DATA TO EXAMINE:
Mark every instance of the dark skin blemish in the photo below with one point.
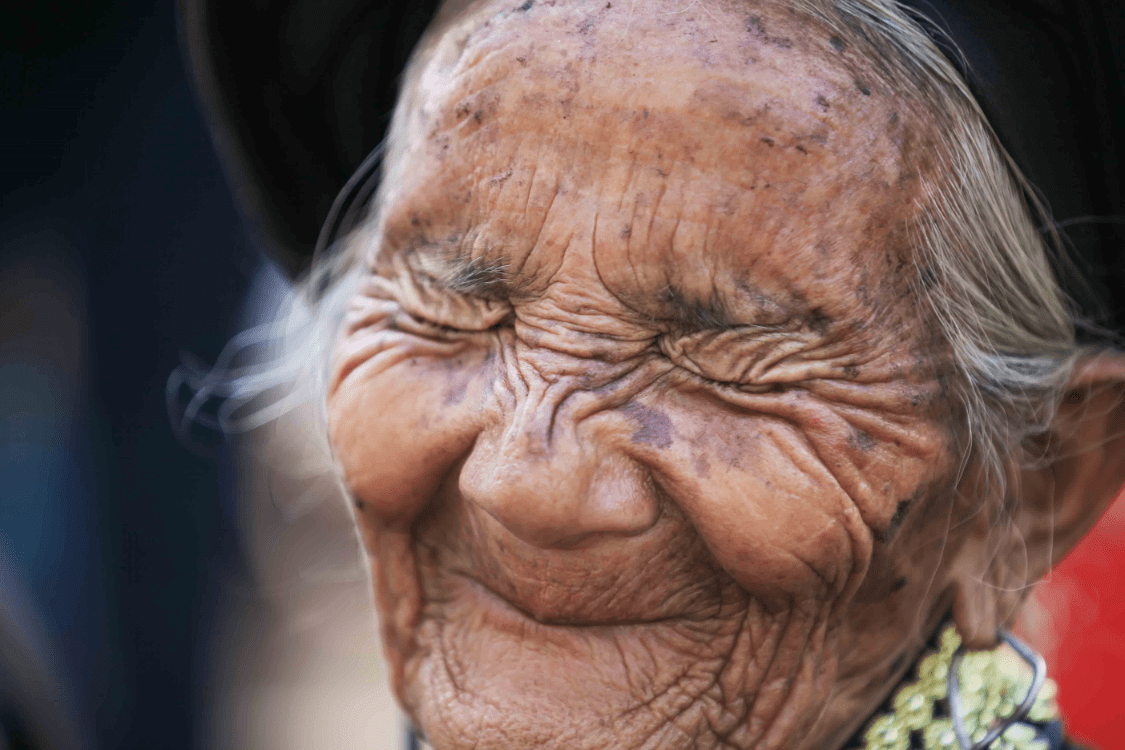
(818, 321)
(861, 440)
(900, 515)
(654, 427)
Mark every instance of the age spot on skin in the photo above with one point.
(861, 441)
(654, 427)
(900, 515)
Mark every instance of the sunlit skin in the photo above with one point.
(649, 443)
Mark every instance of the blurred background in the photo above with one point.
(155, 592)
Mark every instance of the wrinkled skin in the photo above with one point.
(649, 444)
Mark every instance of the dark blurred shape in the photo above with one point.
(296, 111)
(119, 247)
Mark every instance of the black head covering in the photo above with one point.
(299, 93)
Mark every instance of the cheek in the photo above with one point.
(401, 419)
(765, 506)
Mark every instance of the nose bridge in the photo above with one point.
(550, 469)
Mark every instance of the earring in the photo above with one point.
(957, 711)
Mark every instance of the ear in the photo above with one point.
(1058, 503)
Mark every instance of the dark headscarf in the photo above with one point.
(299, 95)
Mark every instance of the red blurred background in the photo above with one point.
(1082, 610)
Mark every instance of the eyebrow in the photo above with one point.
(695, 315)
(491, 279)
(460, 273)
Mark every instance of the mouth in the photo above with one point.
(548, 611)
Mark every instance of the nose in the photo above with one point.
(558, 477)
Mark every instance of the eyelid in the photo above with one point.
(424, 300)
(672, 349)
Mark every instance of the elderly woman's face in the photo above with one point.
(648, 442)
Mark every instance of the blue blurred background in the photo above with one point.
(120, 250)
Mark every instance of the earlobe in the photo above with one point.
(1056, 503)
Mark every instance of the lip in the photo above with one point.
(510, 614)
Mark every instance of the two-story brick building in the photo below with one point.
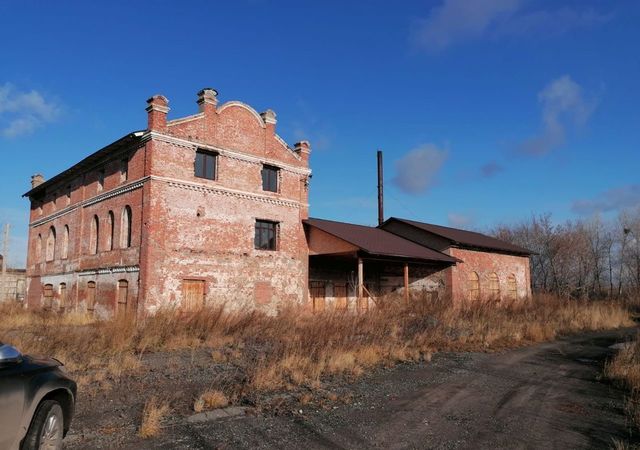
(213, 207)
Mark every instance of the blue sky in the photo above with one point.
(487, 111)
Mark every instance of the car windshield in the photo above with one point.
(8, 353)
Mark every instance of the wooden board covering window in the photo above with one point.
(317, 292)
(91, 295)
(340, 294)
(512, 287)
(474, 286)
(192, 294)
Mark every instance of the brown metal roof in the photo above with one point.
(466, 238)
(376, 241)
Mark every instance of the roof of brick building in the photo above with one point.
(376, 241)
(465, 238)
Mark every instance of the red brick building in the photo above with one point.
(214, 207)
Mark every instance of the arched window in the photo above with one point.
(494, 286)
(48, 296)
(112, 228)
(64, 254)
(94, 238)
(51, 245)
(125, 228)
(38, 249)
(123, 296)
(512, 287)
(91, 295)
(63, 295)
(474, 286)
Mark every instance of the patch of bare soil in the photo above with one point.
(545, 396)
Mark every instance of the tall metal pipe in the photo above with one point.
(380, 190)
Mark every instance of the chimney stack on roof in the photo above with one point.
(207, 100)
(36, 180)
(157, 109)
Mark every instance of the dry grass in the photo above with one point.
(211, 399)
(152, 415)
(296, 349)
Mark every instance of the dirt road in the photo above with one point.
(546, 396)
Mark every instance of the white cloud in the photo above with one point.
(610, 200)
(416, 171)
(458, 220)
(457, 21)
(563, 107)
(23, 112)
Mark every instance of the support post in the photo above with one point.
(406, 282)
(360, 279)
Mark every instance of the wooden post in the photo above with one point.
(406, 282)
(360, 279)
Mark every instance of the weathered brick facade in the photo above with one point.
(182, 226)
(213, 207)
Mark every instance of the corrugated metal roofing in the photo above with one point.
(376, 241)
(466, 238)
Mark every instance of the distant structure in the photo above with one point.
(12, 283)
(213, 207)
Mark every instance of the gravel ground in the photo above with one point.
(544, 396)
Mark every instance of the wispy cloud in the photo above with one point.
(564, 106)
(460, 220)
(490, 169)
(457, 21)
(22, 112)
(610, 200)
(416, 171)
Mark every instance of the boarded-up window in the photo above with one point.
(473, 286)
(125, 228)
(51, 245)
(192, 294)
(317, 293)
(340, 294)
(94, 236)
(494, 286)
(64, 254)
(48, 296)
(123, 296)
(512, 287)
(91, 295)
(63, 296)
(111, 230)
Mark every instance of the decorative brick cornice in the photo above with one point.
(229, 192)
(108, 270)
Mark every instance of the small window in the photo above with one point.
(206, 165)
(51, 245)
(48, 296)
(266, 235)
(91, 295)
(474, 286)
(494, 286)
(112, 229)
(94, 238)
(512, 287)
(64, 254)
(100, 180)
(124, 170)
(270, 178)
(125, 228)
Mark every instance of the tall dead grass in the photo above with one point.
(293, 348)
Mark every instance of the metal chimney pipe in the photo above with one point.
(380, 190)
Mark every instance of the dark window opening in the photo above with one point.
(270, 178)
(205, 166)
(266, 235)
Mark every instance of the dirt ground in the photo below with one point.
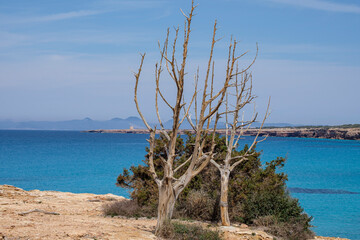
(65, 215)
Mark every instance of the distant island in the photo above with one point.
(135, 125)
(301, 132)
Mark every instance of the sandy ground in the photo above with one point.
(79, 216)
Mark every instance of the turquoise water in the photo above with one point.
(85, 162)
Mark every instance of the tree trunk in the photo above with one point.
(166, 205)
(224, 208)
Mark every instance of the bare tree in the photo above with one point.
(243, 96)
(209, 104)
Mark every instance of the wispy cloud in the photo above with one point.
(64, 16)
(322, 5)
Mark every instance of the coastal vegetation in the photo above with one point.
(177, 179)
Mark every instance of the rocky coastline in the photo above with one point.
(49, 215)
(328, 133)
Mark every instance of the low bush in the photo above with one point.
(127, 208)
(293, 229)
(256, 190)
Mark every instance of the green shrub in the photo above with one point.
(255, 190)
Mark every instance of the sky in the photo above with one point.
(72, 59)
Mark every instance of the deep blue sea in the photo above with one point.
(89, 162)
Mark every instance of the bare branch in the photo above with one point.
(137, 76)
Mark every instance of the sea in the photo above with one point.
(323, 174)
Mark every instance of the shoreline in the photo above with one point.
(49, 215)
(325, 133)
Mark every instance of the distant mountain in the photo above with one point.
(115, 123)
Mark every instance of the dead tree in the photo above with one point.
(209, 104)
(243, 96)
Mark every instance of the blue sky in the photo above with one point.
(74, 59)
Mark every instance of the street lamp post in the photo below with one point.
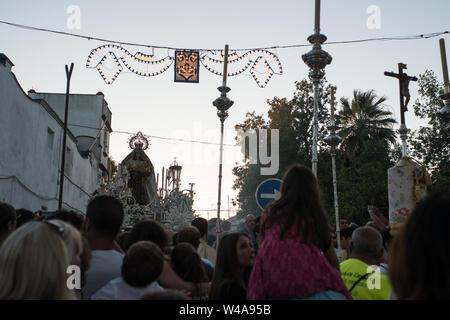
(223, 103)
(444, 113)
(175, 174)
(316, 59)
(333, 141)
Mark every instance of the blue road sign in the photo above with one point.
(267, 191)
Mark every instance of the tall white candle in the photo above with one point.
(332, 105)
(225, 67)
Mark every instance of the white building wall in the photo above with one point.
(85, 110)
(30, 157)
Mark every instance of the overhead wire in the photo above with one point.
(398, 38)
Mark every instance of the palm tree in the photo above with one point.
(365, 118)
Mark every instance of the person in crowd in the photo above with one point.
(248, 227)
(23, 216)
(142, 265)
(419, 263)
(104, 217)
(148, 230)
(169, 235)
(204, 249)
(384, 268)
(34, 262)
(258, 235)
(296, 259)
(7, 221)
(122, 240)
(387, 241)
(225, 226)
(362, 267)
(192, 235)
(74, 218)
(346, 239)
(165, 294)
(211, 237)
(151, 230)
(333, 235)
(235, 258)
(379, 221)
(343, 223)
(187, 264)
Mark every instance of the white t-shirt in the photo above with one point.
(118, 289)
(105, 266)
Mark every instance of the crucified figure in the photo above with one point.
(404, 92)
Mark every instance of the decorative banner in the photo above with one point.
(138, 141)
(187, 66)
(108, 60)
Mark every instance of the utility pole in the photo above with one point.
(63, 157)
(403, 80)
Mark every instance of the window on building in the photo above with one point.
(50, 138)
(68, 162)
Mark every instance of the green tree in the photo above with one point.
(362, 119)
(293, 118)
(431, 144)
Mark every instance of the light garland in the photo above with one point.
(108, 60)
(140, 64)
(265, 61)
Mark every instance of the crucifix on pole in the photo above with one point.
(63, 156)
(403, 80)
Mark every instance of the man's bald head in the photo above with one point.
(367, 242)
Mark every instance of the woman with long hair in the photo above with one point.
(296, 259)
(419, 263)
(235, 258)
(188, 265)
(34, 262)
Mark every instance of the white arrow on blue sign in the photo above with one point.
(267, 191)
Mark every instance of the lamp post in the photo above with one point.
(333, 141)
(316, 59)
(223, 103)
(444, 113)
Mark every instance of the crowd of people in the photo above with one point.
(288, 252)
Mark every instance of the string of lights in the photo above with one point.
(157, 137)
(412, 37)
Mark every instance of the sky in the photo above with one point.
(159, 107)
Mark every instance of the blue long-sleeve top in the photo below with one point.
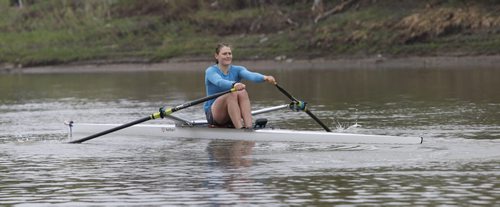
(216, 81)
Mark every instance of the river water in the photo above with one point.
(457, 111)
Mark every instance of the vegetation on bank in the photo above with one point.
(62, 31)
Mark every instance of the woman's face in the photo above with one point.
(225, 56)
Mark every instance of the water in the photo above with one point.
(457, 111)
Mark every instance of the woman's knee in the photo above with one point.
(242, 94)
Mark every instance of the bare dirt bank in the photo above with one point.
(379, 62)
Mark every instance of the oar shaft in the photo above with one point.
(111, 130)
(306, 110)
(163, 112)
(317, 120)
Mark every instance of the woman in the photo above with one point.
(234, 107)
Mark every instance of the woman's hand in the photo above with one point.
(270, 79)
(239, 86)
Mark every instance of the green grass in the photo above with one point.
(60, 31)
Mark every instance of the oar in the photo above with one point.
(304, 107)
(162, 113)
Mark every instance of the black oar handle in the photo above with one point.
(306, 110)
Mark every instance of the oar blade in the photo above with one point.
(78, 141)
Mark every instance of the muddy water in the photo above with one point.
(457, 111)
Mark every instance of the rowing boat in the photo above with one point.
(184, 128)
(202, 131)
(265, 134)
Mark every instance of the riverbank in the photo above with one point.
(46, 33)
(378, 62)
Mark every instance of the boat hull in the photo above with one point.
(78, 130)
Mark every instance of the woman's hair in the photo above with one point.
(217, 49)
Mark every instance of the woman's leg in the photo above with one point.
(234, 106)
(245, 108)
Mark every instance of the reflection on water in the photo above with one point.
(457, 111)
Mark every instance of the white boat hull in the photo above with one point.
(79, 130)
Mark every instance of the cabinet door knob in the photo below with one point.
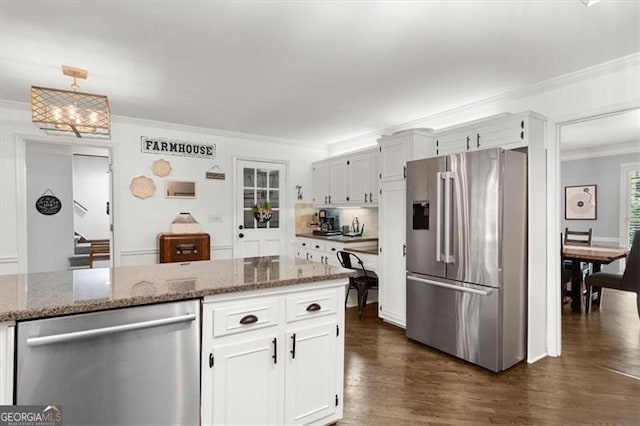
(249, 319)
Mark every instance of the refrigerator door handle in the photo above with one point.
(440, 179)
(448, 257)
(449, 286)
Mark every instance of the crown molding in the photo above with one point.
(632, 60)
(601, 151)
(22, 106)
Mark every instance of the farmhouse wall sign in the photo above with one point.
(177, 147)
(48, 205)
(215, 173)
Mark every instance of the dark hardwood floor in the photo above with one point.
(390, 380)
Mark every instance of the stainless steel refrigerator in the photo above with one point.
(467, 255)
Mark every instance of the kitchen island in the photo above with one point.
(280, 318)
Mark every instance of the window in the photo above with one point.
(634, 204)
(261, 191)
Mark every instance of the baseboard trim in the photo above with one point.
(531, 360)
(606, 240)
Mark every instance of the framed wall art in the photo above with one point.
(580, 202)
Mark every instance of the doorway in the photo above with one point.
(60, 180)
(260, 208)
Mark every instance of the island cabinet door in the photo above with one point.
(245, 378)
(310, 375)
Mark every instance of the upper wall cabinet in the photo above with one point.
(346, 181)
(397, 149)
(502, 130)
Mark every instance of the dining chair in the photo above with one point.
(578, 238)
(582, 238)
(629, 280)
(362, 282)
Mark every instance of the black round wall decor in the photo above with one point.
(48, 205)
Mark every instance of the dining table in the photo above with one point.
(597, 255)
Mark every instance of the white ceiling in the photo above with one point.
(611, 130)
(309, 71)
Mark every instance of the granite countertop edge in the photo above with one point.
(338, 238)
(104, 304)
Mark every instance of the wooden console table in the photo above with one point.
(183, 247)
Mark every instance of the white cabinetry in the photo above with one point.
(503, 130)
(395, 151)
(7, 347)
(244, 375)
(338, 183)
(391, 259)
(311, 360)
(346, 180)
(324, 251)
(274, 356)
(374, 178)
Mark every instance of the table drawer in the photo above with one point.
(238, 317)
(311, 305)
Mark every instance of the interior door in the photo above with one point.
(260, 216)
(476, 217)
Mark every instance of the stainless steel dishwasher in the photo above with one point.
(138, 365)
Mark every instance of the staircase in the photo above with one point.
(87, 252)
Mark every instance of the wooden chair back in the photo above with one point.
(631, 275)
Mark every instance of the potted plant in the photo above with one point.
(262, 211)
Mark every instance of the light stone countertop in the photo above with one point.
(47, 294)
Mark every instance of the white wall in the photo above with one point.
(607, 178)
(137, 222)
(91, 190)
(49, 237)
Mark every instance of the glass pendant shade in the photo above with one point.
(70, 112)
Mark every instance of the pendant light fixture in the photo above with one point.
(59, 111)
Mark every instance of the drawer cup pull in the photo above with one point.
(249, 319)
(313, 307)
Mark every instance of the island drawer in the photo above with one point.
(240, 316)
(311, 305)
(183, 247)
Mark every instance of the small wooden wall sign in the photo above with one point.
(215, 173)
(177, 147)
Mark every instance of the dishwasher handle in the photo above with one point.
(96, 332)
(449, 286)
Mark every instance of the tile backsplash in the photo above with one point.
(306, 214)
(367, 217)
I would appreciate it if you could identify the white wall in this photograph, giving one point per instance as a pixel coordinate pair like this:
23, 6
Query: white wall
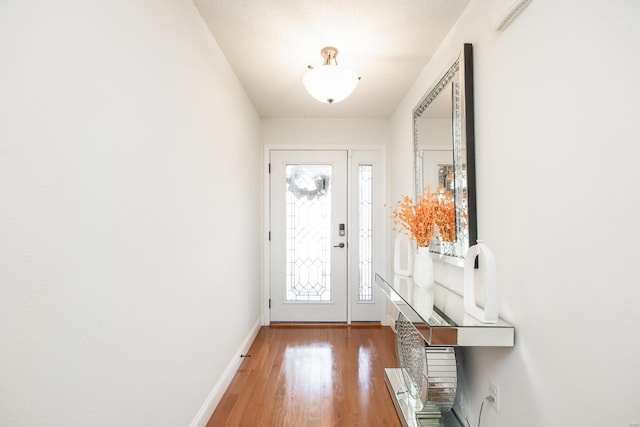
129, 269
556, 110
325, 132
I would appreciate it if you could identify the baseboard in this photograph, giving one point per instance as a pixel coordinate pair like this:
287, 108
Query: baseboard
204, 414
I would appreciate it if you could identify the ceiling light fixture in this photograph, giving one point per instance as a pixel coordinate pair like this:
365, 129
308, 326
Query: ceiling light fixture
330, 83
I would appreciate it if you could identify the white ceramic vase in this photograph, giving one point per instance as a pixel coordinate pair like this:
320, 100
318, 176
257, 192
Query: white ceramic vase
487, 271
423, 267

PROBLEM DETAILS: Please return all lines above in which the string "pair" is found.

THE COMPLETED TASK:
I would appreciate it if you could identify the white wall in this photograph, giving one point per instance as a pixel coordinate pair like this:
I would appreciate it if you could identify the baseboard in this photograph, giving one point per instance as a pixel coordinate pair like this:
I would appreciate it if you could identify the ceiling light fixture in this photograph, giving one point per instance as a pixel coordinate pair like this:
I would appreciate it if you could identify the white ceramic vase in this photograph, giving one point per instance as a pixel coordinate pair like this:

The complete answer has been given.